Given exercise 1:
Format the records from their first line through the line containing "122], [150, 101]]", both included, as a JSON array of strings, one string per line, leaving out blank lines.

Text segment:
—————

In 2014, Russia invaded Ukraine for the first time. They seized Crimea, the peninsula in the south, and they then set up a quasi-occupation of parts of the East. There had long been this concern that Putin was going to try one day to come for the whole of Ukraine, and ultimately, that’s where we are now. He has tried to mount this campaign to topple the democratically elected Kyiv, led by Volodymyr Zelenskyy, who has kind of become a household name now. The aim of Putin’s campaign, although he says differently, seems to have been to try and conquer Ukraine, and if not make it part of Russia formally, then to install another puppet government that was friendly to Putin. That’s the back story. That’s kind of how the quick version of how we got here. 

Yass: So why did diplomacy not work then?

Harris: Do you mean in the run-up to the war in Ukraine? 

Yass: Yes.

Harris: I think that probably the reason diplomacy failed was because we didn’t have an interest in diplomacy. [Putin] seems to have thought, and he may have been to some degree misled by his military advisers here, that it would be relatively easy to conquer Ukraine, take the capital and effectively control the country. That he would be able to do that in a matter of days. He didn’t want to negotiate a settlement, as he saw it, Ukraine was there for the taking. 

There are some people who have been looking in hindsight asking is there more that Ukraine could have done? Is there more the West could have done to try and give him concessions to try and come to some kind of agreement? If there was one to be reached, Putin might have said, “All right, I will amass all my forces on the border. I’m threatening to invade you.” Which he had been doing throughout fall and winter and maybe force Ukraine to come to the table and perhaps say these two important breakaway republics in the east, let them have a referendum whether they want to join Russia. That presupposes that Putin never intended to conquer Ukraine. And so I think ultimately, kind of second-guessing a little bit, in hindsight, I’m not sure that there was ever really a viable diplomatic solution. Maybe we’ll learn more as time goes on. But it seems from everything we know that Putin always would invade and he wasn’t interested in negotiating.

—————

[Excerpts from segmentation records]
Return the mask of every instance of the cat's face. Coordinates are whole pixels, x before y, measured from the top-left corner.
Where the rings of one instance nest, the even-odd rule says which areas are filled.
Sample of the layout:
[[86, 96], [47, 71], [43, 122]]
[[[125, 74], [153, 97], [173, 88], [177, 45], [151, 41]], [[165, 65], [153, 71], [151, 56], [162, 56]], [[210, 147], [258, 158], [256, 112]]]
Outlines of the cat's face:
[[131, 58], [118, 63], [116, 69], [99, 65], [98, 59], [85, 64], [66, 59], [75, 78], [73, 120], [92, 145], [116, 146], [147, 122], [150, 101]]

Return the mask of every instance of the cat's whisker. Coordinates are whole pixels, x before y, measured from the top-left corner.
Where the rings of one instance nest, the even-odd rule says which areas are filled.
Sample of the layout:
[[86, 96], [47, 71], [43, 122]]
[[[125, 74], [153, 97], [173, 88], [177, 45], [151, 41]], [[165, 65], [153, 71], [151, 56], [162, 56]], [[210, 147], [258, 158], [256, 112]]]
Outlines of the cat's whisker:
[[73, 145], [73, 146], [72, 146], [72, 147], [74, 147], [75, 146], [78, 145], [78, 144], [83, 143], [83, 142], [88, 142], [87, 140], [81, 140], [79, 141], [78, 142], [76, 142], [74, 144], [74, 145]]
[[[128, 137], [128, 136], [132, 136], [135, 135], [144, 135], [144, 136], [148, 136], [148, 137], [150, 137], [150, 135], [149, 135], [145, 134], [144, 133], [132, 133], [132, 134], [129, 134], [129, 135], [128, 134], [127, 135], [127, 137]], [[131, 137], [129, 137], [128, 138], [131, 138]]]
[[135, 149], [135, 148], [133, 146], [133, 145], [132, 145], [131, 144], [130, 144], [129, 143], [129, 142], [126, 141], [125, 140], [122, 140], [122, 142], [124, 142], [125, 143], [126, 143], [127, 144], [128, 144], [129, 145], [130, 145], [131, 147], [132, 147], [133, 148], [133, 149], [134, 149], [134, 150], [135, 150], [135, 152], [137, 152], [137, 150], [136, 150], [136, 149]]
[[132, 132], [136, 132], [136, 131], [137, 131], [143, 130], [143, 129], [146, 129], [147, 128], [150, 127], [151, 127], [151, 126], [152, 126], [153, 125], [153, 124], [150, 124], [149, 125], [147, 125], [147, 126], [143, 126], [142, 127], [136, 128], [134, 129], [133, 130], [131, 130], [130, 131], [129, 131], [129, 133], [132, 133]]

—————

Given exercise 2:
Carry on the interview about Russia's invasion of Ukraine, picking up after its last sentence.

Exercise result 1:
[
  "Return the mask of every instance of the cat's face. Coordinates are whole pixels, x before y, measured from the top-left corner.",
  "Where the rings of one instance nest, the even-odd rule says which areas are filled.",
  "Sample of the layout:",
  "[[86, 96], [47, 71], [43, 122]]",
  "[[[125, 74], [153, 97], [173, 88], [177, 45], [151, 41]], [[165, 65], [153, 71], [151, 56], [162, 56]], [[210, 147], [258, 158], [256, 112]]]",
  "Outlines of the cat's face:",
  "[[131, 58], [118, 63], [116, 69], [99, 65], [98, 59], [85, 64], [66, 59], [75, 78], [73, 120], [92, 145], [116, 146], [147, 122], [150, 101]]"
]

Exercise result 2:
Lu: How did the U.S. not really see this coming? Or in other words, why was the world taken by surprise?

Harris: Well, I think the U.S. did see it coming. Based on their observations and on the intelligence they gathered, the U.S. intelligence community and the British Intelligence Committee assessed that there was probably a 70-75% likelihood that Russia was going to invade. You’re quite right to point out that there were lots of other people in the world who were taking surprise at this, though, notably, a lot of our allies in Europe. The Germans were very skeptical that Russia was actually going to follow through with this. So much so actually, that the head of German intelligence was in Kyiv the day the invasion started, because he was not convinced that it was actually going to happen. He had to get out of there very quickly. The French were skeptical, as well, and President Macron also tried very hard to fork negotiations and find some kind of peaceful settlement. But I think most people who were genuinely surprised, and maybe even some lawmakers and maybe even some officials were so surprised because they thought, why on earth would Putin want to do this?

Everyone who thought that he was going to invade or even those who thought he wouldn’t invade, thought that it would be a very tough slog. I think nobody predicted that Ukrainians would fight this hard, but nobody thought that it was just going to be a cakewalk. And once Putin took the country, even if he did that in a relatively short order, what was he going to do? Was he going to occupy Ukraine? Was he going to try and hold it? And of course, importantly, the Biden administration and our allies in Europe had said very explicitly and publicly to Putin, “if you invade, we are going to absolutely level you with economic sanctions. We’re going to throw everything we have at you.” So he knew this. 

I think a lot of people thought Putin is not stupid, he’s not crazy, he’s just blustering. I remember talking to officials in the Ukrainian government in the days before the invasion, who thought Putin was bluffing. Ukraine didn’t think he would invade. I think that it was largely based on the fact that people just couldn’t imagine he would try something so audacious, that had so much risk. And at the end of the day, it’s exactly what he did. And I think that he’s paying a very, very big price for it now.

Yass: So on that note of economic sanctions, it’s clear that the U.S. can do things to curtail Russia’s efforts, but obviously only up to a certain point. What is that line that we can’t cross? And how do we support countries without making more war?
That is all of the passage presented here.